● Directions for this task:
A faithful copy of the data, pictures omitted, is the required answer.

● Entries taken from a collection:
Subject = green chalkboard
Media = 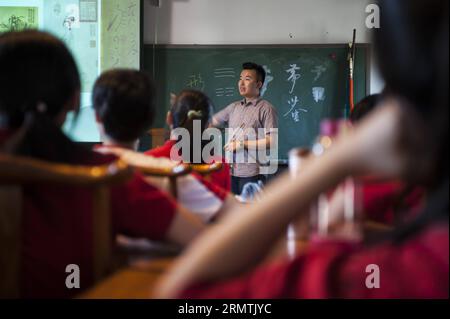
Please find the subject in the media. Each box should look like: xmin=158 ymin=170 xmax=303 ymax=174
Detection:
xmin=144 ymin=44 xmax=369 ymax=160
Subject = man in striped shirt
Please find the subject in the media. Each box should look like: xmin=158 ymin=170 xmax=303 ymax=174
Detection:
xmin=212 ymin=62 xmax=278 ymax=195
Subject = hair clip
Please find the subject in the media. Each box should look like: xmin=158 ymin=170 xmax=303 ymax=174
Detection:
xmin=187 ymin=110 xmax=203 ymax=120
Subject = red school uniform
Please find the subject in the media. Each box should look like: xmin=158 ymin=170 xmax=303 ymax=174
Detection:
xmin=179 ymin=224 xmax=448 ymax=298
xmin=1 ymin=131 xmax=177 ymax=298
xmin=145 ymin=139 xmax=232 ymax=193
xmin=362 ymin=180 xmax=425 ymax=225
xmin=94 ymin=144 xmax=227 ymax=221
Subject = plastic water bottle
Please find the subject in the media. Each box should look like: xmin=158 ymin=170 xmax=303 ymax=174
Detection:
xmin=310 ymin=119 xmax=362 ymax=240
xmin=286 ymin=147 xmax=311 ymax=258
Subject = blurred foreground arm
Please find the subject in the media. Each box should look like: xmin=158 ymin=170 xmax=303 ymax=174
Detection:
xmin=155 ymin=101 xmax=405 ymax=298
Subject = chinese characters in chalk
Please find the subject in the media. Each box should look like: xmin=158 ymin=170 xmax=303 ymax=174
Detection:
xmin=283 ymin=96 xmax=307 ymax=123
xmin=286 ymin=63 xmax=301 ymax=94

● Solution to the problem:
Subject = green chalkboard
Media = 
Please find the subject in the media. Each box should look like: xmin=158 ymin=170 xmax=303 ymax=174
Detection:
xmin=144 ymin=44 xmax=369 ymax=160
Subject = man in striped shirt
Please find the subject in the media. Each box should look like: xmin=158 ymin=170 xmax=303 ymax=174
Detection:
xmin=212 ymin=62 xmax=278 ymax=195
Subject = hair clip
Please find the subject in the media. Each box should look like: xmin=158 ymin=170 xmax=303 ymax=174
Detection:
xmin=187 ymin=110 xmax=203 ymax=120
Subject = red school uniform
Please find the subject in the media. Each box should look like: xmin=158 ymin=170 xmax=303 ymax=174
Detection:
xmin=179 ymin=224 xmax=448 ymax=298
xmin=1 ymin=131 xmax=177 ymax=298
xmin=145 ymin=139 xmax=232 ymax=193
xmin=362 ymin=180 xmax=425 ymax=225
xmin=94 ymin=144 xmax=227 ymax=221
Subject = plastic water bottle
Please find the subject in the media. Each box should look like: xmin=158 ymin=170 xmax=303 ymax=174
Detection:
xmin=310 ymin=119 xmax=362 ymax=240
xmin=286 ymin=147 xmax=311 ymax=258
Subject = blurred foreground arm
Please find the subject in the media. Each box should look like: xmin=158 ymin=170 xmax=303 ymax=174
Detection:
xmin=155 ymin=101 xmax=405 ymax=298
Subject = chinese characters in chalk
Please find the subject in the media. Each box should look like: xmin=158 ymin=170 xmax=303 ymax=174
Detection:
xmin=283 ymin=96 xmax=307 ymax=123
xmin=286 ymin=63 xmax=301 ymax=94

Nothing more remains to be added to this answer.